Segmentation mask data
#####

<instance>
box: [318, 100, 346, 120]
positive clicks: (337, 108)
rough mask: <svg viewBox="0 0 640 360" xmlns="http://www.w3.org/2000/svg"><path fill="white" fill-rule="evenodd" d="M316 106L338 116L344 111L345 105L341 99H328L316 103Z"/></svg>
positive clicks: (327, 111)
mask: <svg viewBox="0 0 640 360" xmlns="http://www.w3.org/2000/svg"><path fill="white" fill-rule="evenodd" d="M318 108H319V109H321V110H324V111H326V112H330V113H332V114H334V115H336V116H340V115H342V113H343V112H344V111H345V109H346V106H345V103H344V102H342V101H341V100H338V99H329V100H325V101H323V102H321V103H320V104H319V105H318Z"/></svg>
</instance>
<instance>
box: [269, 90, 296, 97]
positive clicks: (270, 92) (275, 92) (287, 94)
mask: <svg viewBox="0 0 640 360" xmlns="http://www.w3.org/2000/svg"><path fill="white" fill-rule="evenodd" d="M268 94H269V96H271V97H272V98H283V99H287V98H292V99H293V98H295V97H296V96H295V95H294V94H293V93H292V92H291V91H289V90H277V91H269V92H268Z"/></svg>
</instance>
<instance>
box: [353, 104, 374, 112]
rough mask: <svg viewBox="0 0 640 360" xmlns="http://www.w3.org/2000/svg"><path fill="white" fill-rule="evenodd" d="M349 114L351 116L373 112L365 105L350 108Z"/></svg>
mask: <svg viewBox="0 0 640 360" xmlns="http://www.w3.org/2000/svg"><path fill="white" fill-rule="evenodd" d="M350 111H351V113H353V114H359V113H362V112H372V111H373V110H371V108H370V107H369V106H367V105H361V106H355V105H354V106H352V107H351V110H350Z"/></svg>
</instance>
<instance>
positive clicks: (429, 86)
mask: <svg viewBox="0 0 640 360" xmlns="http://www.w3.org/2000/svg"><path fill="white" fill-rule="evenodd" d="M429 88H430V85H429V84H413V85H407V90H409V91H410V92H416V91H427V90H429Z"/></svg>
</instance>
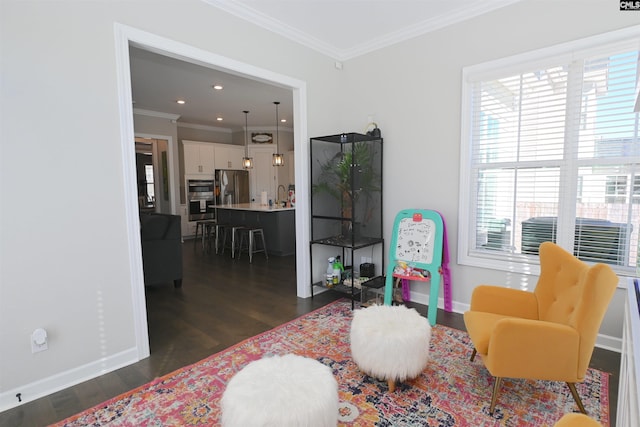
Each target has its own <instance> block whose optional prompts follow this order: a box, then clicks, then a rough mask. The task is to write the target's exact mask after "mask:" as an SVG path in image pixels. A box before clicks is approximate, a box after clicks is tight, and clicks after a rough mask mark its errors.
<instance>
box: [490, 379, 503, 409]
mask: <svg viewBox="0 0 640 427" xmlns="http://www.w3.org/2000/svg"><path fill="white" fill-rule="evenodd" d="M495 378H496V382H495V383H494V384H493V394H492V395H491V407H489V415H493V410H494V409H495V408H496V401H497V400H498V393H499V392H500V384H502V377H495Z"/></svg>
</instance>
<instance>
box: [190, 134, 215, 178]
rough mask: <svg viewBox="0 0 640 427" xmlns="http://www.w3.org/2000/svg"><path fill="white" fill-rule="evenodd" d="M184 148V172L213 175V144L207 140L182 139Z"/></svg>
mask: <svg viewBox="0 0 640 427" xmlns="http://www.w3.org/2000/svg"><path fill="white" fill-rule="evenodd" d="M182 146H183V148H184V174H185V175H206V176H213V173H214V170H215V168H216V166H215V146H214V144H211V143H207V142H197V141H187V140H182Z"/></svg>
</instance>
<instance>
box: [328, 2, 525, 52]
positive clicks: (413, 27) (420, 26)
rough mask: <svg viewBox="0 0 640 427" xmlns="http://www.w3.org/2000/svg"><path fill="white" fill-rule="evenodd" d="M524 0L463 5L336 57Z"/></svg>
mask: <svg viewBox="0 0 640 427" xmlns="http://www.w3.org/2000/svg"><path fill="white" fill-rule="evenodd" d="M520 1H522V0H494V1H491V0H488V1H485V2H481V3H476V4H473V5H464V4H463V5H461V6H460V7H459V9H457V10H455V11H453V12H450V13H449V14H448V15H446V16H442V15H440V16H437V17H435V18H430V19H427V20H424V21H421V22H418V23H417V24H414V25H409V26H407V27H405V28H402V29H401V30H398V31H394V32H391V33H388V34H385V35H384V36H382V37H378V38H375V39H372V40H371V41H369V42H367V43H361V44H359V45H356V46H354V47H353V48H351V49H344V50H341V51H339V52H338V53H339V55H340V56H339V57H337V58H336V59H339V60H342V61H346V60H348V59H352V58H355V57H357V56H361V55H364V54H367V53H371V52H373V51H376V50H378V49H382V48H384V47H387V46H391V45H394V44H397V43H400V42H403V41H406V40H410V39H413V38H415V37H419V36H421V35H424V34H427V33H430V32H433V31H437V30H440V29H442V28H446V27H448V26H451V25H454V24H458V23H460V22H464V21H467V20H469V19H472V18H475V17H477V16H480V15H483V14H485V13H489V12H491V11H493V10H496V9H500V8H502V7H505V6H508V5H510V4H513V3H518V2H520Z"/></svg>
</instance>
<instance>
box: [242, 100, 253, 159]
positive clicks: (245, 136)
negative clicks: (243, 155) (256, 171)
mask: <svg viewBox="0 0 640 427" xmlns="http://www.w3.org/2000/svg"><path fill="white" fill-rule="evenodd" d="M243 113H244V157H243V158H242V168H243V169H251V168H253V158H251V157H249V138H248V137H247V131H248V129H249V126H248V124H247V123H248V122H247V117H248V115H249V112H248V111H247V110H244V111H243Z"/></svg>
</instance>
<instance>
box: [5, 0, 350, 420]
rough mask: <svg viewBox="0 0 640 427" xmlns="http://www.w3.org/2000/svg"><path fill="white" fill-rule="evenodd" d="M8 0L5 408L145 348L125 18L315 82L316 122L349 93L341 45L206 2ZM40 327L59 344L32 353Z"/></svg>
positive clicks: (16, 403)
mask: <svg viewBox="0 0 640 427" xmlns="http://www.w3.org/2000/svg"><path fill="white" fill-rule="evenodd" d="M1 7H2V10H1V13H0V31H1V33H0V36H1V39H2V49H1V53H0V55H2V56H1V67H2V79H1V80H2V83H1V84H2V97H1V102H2V104H1V109H2V114H1V115H0V117H1V119H2V126H1V128H2V129H1V131H0V132H1V134H0V136H1V138H0V141H1V144H2V146H1V150H2V151H1V154H2V156H1V159H0V161H1V164H0V174H1V175H0V177H1V180H0V186H1V187H0V189H1V195H2V197H1V199H0V200H1V201H0V203H1V205H2V211H1V217H0V227H1V232H2V235H1V239H0V343H1V344H0V345H1V356H0V410H2V409H3V408H7V407H10V406H13V405H16V404H17V399H16V398H15V394H16V393H18V392H21V393H22V398H23V400H24V401H28V400H31V399H33V398H35V397H38V396H39V395H40V394H42V393H48V392H51V391H53V390H55V389H56V388H60V387H61V386H64V385H70V384H71V383H73V382H77V381H78V380H80V379H85V378H90V377H93V376H96V375H98V374H100V373H104V372H107V371H109V370H112V369H114V368H117V367H119V366H122V365H124V364H128V363H131V362H133V361H135V360H137V359H138V358H139V357H140V355H139V354H137V350H136V349H137V347H136V334H135V331H134V328H133V326H132V325H133V323H134V321H133V319H134V309H133V306H132V293H133V292H134V291H135V289H133V287H134V285H135V284H133V283H131V281H132V276H134V277H135V275H136V274H139V275H140V274H141V266H140V261H139V257H140V254H139V253H135V252H137V251H139V247H138V248H136V247H133V248H130V247H129V245H128V240H127V239H128V228H127V227H128V226H129V227H130V228H132V229H133V230H135V224H133V225H131V224H129V225H127V222H126V215H125V202H126V201H125V199H124V198H125V179H124V171H123V153H122V149H121V142H120V139H121V137H120V135H121V129H120V126H121V123H120V121H119V112H120V111H119V106H118V105H119V104H118V87H117V64H116V52H115V45H116V44H115V36H114V23H116V22H117V23H121V24H124V25H127V26H130V27H135V28H138V29H141V30H144V31H147V32H151V33H154V34H157V35H160V36H162V37H165V38H168V39H171V40H175V41H178V42H181V43H184V44H188V45H190V46H193V47H196V48H199V49H203V50H206V51H209V52H213V53H216V54H218V55H223V56H225V57H228V58H232V59H234V60H237V61H242V62H245V63H248V64H252V65H253V66H255V67H260V68H261V69H267V70H271V71H273V72H274V73H278V74H281V75H286V76H290V77H291V78H294V79H298V80H301V81H305V82H308V84H309V87H308V88H307V95H308V97H309V99H311V100H310V101H309V103H308V105H307V108H308V111H309V119H308V129H309V132H311V133H313V134H323V133H326V132H329V131H332V130H333V129H334V123H335V122H336V120H337V110H338V106H339V103H338V102H337V100H336V99H334V98H333V97H331V96H329V95H328V94H331V93H336V80H337V78H338V77H339V75H338V74H335V73H333V71H332V70H333V65H334V61H333V60H332V59H331V58H327V57H324V56H322V55H320V54H317V53H315V52H314V51H310V50H309V49H306V48H303V47H302V46H300V45H298V44H296V43H293V42H290V41H287V40H284V39H282V38H281V37H279V36H276V35H274V34H272V33H270V32H268V31H266V30H262V29H259V28H257V27H254V26H252V25H249V24H247V23H244V22H242V21H239V20H237V19H236V18H233V17H230V16H229V15H226V14H224V13H222V12H220V11H218V10H217V9H215V8H213V7H211V6H208V5H206V4H205V3H204V2H201V1H196V0H180V1H163V2H157V1H146V0H138V1H130V2H127V1H122V2H110V1H92V2H86V1H77V2H72V1H67V2H51V1H30V2H24V1H7V0H3V1H2V3H1ZM223 41H224V42H223ZM249 41H250V43H249ZM131 150H133V144H131ZM33 189H37V193H38V197H37V199H34V196H33V195H34V190H33ZM135 259H138V262H137V263H136V262H134V261H131V260H135ZM134 269H138V271H133V270H134ZM38 327H43V328H45V329H47V331H48V332H49V350H47V351H44V352H41V353H37V354H32V353H31V348H30V341H29V339H30V334H31V333H32V331H33V330H34V329H36V328H38ZM66 382H68V383H66Z"/></svg>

#####

How many lines in the records contain the string "clicks"? Match case exactly and reply with the number only.

9